> [Article]
Lightning strike: When a wind turbine generator is struck by lightning, it generates high-temperature, high-energy arc discharges. Lightning strike marks may result in localized material damage and ablation, potentially affecting the strength and conductivity of the blades, particularly in severe cases.
Crack: The high-speed rotation of blades subjects them to significant forces and torques during prolonged operation, potentially leading to open cracks at the blade tips and even outright breakage.

The experimental dataset was derived from the wind turbine images collected by drones at the Jilin wind farm in China, with a total of 482 unlabeled 5184 × 3888 resolution images and 980 labeled 640 × 640 resolution images collected from the website. The 482 unlabeled images were first labeled using the Labelme tool because the model needs to be inputted with smaller images in order to be efficiently trained, and for large-resolution images, direct input will lead to insufficient memory or computational resources. At the same time, in order to maintain consistency with the resolution of the network acquisition data, the 482 labeled 5184 × 3888 resolution images were labeled at the same time slices, and after slicing, 2150 images with a resolution of 640 × 640 were generated. Because some loss and deviation were present in the sliced image labels, they were manually corrected and merged with the 980 labeled images collected from the network to obtain a total of 3130 labeled 640 × 640 resolution images for the wind turbine surface defect dataset.

For this dataset, a series of data augmentation techniques were applied to enhance the subsequent model training, allowing it to better comprehend and adapt to various changes in wind turbine surface defects, thereby improving detection accuracy. The augmentation processes included the following:

Vertical and horizontal flipping: Flipping operations were employed to introduce mirror symmetry transformations, simulating different perspectives and angles that may occur during the actual operation of wind turbines. This aids the model in learning the shape features of defects in both the horizontal and vertical directions, enhancing its ability to recognize symmetric defects.

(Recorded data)
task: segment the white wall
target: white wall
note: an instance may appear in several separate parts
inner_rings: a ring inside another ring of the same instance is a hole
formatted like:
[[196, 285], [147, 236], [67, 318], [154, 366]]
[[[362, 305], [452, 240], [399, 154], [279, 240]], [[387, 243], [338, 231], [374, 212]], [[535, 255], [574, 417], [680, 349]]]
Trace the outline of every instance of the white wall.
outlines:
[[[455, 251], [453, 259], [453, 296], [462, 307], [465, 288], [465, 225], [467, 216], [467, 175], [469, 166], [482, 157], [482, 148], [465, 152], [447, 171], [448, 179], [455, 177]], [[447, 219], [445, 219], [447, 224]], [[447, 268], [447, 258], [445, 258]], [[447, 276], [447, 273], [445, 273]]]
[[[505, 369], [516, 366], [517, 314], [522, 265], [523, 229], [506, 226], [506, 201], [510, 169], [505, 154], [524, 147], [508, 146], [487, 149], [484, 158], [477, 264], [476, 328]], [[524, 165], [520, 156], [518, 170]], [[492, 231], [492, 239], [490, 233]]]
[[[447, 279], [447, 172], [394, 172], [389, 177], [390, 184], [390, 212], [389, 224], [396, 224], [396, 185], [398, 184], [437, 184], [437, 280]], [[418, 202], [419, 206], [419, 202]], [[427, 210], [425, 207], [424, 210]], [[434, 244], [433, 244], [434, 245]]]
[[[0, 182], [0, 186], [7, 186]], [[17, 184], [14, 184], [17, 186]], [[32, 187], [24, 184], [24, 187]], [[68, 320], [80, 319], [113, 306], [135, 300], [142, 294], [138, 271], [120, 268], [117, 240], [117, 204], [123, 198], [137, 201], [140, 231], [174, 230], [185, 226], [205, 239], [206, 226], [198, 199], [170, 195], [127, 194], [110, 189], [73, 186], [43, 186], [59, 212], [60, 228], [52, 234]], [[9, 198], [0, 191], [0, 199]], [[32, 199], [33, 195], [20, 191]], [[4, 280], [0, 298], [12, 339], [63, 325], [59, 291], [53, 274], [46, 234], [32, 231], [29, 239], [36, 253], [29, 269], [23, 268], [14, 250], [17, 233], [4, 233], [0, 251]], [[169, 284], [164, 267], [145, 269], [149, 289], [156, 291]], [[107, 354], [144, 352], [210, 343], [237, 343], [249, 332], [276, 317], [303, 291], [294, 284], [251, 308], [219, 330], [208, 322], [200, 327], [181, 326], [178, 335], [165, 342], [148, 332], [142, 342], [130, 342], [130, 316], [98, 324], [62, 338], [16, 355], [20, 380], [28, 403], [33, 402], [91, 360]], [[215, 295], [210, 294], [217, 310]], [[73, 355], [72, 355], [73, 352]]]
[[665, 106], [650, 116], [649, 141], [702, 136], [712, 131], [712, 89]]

> [What you have to do]
Reproduce the entire wind turbine defect passage word for word. This material was drawn from a separate source.

> [Solution]
Lightning strike: When a wind turbine generator is struck by lightning, it generates high-temperature, high-energy arc discharges. Lightning strike marks may result in localized material damage and ablation, potentially affecting the strength and conductivity of the blades, particularly in severe cases.
Crack: The high-speed rotation of blades subjects them to significant forces and torques during prolonged operation, potentially leading to open cracks at the blade tips and even outright breakage.

The experimental dataset was derived from the wind turbine images collected by drones at the Jilin wind farm in China, with a total of 482 unlabeled 5184 × 3888 resolution images and 980 labeled 640 × 640 resolution images collected from the website. The 482 unlabeled images were first labeled using the Labelme tool because the model needs to be inputted with smaller images in order to be efficiently trained, and for large-resolution images, direct input will lead to insufficient memory or computational resources. At the same time, in order to maintain consistency with the resolution of the network acquisition data, the 482 labeled 5184 × 3888 resolution images were labeled at the same time slices, and after slicing, 2150 images with a resolution of 640 × 640 were generated. Because some loss and deviation were present in the sliced image labels, they were manually corrected and merged with the 980 labeled images collected from the network to obtain a total of 3130 labeled 640 × 640 resolution images for the wind turbine surface defect dataset.

For this dataset, a series of data augmentation techniques were applied to enhance the subsequent model training, allowing it to better comprehend and adapt to various changes in wind turbine surface defects, thereby improving detection accuracy. The augmentation processes included the following:

Vertical and horizontal flipping: Flipping operations were employed to introduce mirror symmetry transformations, simulating different perspectives and angles that may occur during the actual operation of wind turbines. This aids the model in learning the shape features of defects in both the horizontal and vertical directions, enhancing its ability to recognize symmetric defects.